━━ DATASET ROWS

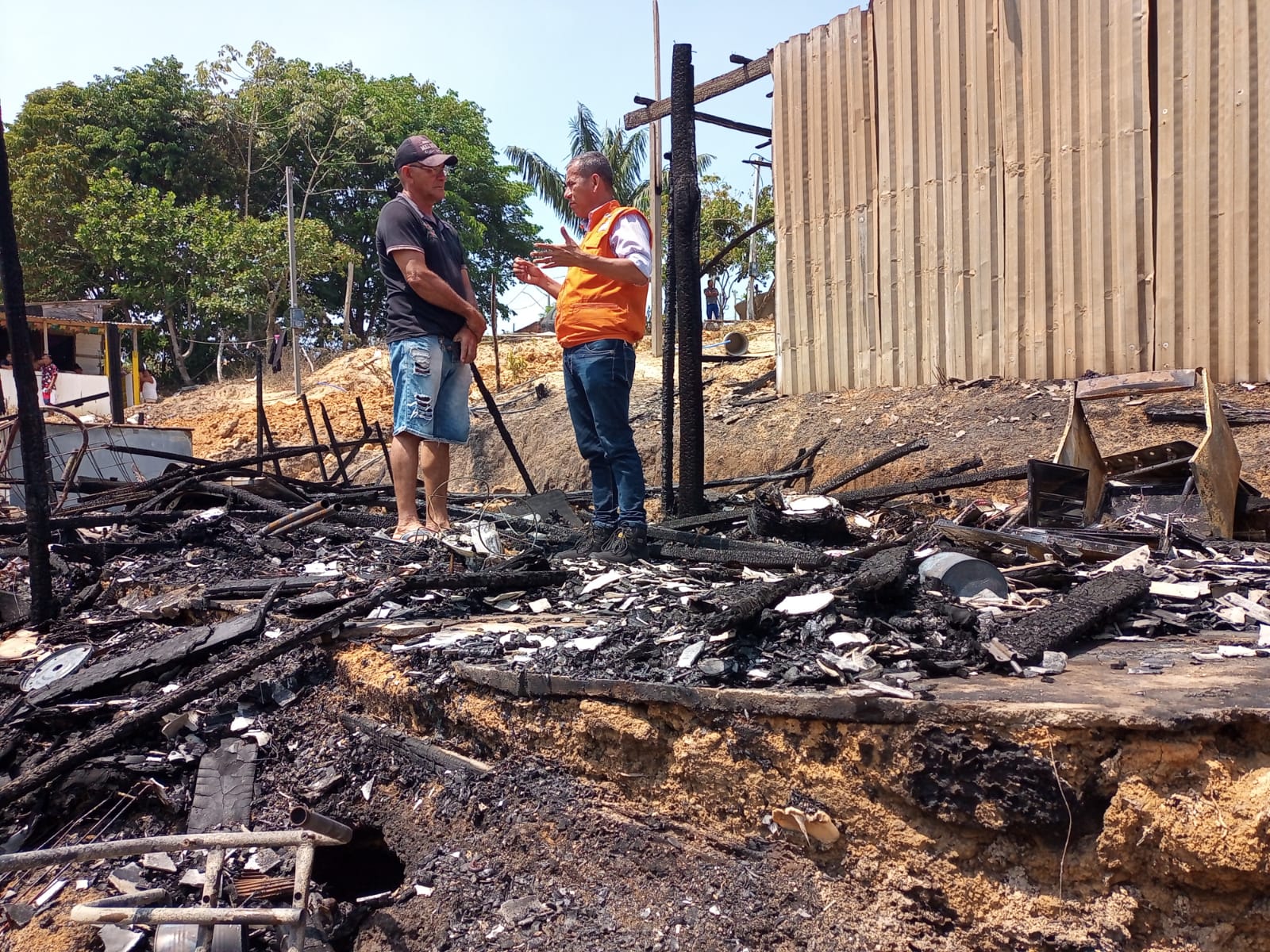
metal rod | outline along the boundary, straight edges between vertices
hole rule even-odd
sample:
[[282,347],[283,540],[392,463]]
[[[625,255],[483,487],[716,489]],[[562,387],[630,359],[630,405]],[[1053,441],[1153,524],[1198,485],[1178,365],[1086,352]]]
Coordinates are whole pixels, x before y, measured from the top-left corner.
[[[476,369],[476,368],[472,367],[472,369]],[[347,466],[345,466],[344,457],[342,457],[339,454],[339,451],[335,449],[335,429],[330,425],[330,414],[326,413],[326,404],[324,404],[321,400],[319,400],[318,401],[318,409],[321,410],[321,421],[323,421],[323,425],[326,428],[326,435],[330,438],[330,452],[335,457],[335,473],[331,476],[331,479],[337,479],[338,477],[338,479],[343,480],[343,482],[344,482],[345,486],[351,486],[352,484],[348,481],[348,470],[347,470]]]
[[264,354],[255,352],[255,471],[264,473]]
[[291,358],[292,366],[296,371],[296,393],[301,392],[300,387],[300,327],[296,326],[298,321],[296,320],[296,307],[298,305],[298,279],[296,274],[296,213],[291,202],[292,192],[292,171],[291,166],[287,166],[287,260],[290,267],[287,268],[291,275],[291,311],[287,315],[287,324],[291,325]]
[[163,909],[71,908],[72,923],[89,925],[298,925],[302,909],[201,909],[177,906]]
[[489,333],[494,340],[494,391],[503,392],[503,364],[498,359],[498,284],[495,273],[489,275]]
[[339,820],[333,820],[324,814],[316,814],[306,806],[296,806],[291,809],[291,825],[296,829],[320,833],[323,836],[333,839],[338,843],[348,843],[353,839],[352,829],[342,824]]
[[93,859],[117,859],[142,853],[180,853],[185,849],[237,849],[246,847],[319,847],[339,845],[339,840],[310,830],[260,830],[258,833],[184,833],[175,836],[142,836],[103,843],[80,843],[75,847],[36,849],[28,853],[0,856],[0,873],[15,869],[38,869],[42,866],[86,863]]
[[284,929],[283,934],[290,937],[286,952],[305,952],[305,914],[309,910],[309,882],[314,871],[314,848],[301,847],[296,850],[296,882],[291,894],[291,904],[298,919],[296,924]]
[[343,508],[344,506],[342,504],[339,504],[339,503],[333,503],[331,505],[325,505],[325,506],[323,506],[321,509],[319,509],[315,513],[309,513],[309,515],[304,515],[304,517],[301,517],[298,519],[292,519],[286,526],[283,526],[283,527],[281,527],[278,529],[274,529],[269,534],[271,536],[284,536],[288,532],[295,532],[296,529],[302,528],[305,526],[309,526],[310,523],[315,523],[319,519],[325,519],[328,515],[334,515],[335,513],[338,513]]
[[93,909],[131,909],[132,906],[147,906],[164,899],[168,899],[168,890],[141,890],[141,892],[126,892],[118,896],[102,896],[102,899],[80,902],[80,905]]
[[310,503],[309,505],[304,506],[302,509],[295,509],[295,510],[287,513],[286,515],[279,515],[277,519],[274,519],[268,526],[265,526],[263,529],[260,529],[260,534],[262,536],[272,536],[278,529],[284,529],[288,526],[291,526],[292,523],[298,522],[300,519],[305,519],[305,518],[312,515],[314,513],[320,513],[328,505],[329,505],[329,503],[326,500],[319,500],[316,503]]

━━━━
━━ DATASET ROWS

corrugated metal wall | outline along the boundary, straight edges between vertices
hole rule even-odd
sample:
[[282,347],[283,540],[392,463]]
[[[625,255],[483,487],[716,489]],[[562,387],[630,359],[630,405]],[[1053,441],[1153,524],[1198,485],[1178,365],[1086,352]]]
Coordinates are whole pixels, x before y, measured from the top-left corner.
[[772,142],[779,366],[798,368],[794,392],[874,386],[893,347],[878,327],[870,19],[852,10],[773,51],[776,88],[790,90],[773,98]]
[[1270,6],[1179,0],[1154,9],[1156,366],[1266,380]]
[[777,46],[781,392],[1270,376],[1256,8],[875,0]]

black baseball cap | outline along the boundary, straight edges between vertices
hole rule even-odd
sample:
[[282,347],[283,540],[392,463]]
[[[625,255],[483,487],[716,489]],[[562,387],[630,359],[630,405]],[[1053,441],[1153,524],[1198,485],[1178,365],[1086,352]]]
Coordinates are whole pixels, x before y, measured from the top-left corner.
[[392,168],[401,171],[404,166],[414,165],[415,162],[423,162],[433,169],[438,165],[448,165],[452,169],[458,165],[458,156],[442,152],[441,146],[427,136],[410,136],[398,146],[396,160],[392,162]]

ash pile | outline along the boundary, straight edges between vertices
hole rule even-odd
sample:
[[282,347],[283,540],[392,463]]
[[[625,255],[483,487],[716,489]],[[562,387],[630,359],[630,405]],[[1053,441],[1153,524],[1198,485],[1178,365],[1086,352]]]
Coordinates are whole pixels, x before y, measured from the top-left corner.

━━━━
━━ DATASET ROWS

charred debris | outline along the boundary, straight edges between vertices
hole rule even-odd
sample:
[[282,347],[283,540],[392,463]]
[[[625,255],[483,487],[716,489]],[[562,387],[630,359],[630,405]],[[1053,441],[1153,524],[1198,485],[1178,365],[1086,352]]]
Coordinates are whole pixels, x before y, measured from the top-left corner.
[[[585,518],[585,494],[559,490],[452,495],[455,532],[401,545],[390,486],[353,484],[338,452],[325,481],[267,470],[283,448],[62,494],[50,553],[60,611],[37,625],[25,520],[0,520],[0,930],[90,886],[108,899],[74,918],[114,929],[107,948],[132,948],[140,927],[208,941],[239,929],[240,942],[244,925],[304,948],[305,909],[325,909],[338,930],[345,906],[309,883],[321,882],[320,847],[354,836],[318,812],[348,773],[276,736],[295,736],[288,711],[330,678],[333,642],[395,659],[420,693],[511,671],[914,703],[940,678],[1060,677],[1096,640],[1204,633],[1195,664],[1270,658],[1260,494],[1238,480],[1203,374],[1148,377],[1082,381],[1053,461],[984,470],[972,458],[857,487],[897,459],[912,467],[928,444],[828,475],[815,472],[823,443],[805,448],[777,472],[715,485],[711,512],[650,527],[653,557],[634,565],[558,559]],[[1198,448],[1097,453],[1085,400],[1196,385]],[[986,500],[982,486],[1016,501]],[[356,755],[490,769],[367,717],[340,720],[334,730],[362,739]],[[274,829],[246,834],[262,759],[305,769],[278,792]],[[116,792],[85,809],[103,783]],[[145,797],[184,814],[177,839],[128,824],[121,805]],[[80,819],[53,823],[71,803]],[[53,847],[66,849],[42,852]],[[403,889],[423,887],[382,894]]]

━━━━

TASK
List every line in the items above that contains the string "metal". Matching is case-sensitive.

EXERCISE RESPONSE
metal rod | outline along the boundary, straight edges between vertices
corrugated metal wall | outline along the boundary, straight edges between vertices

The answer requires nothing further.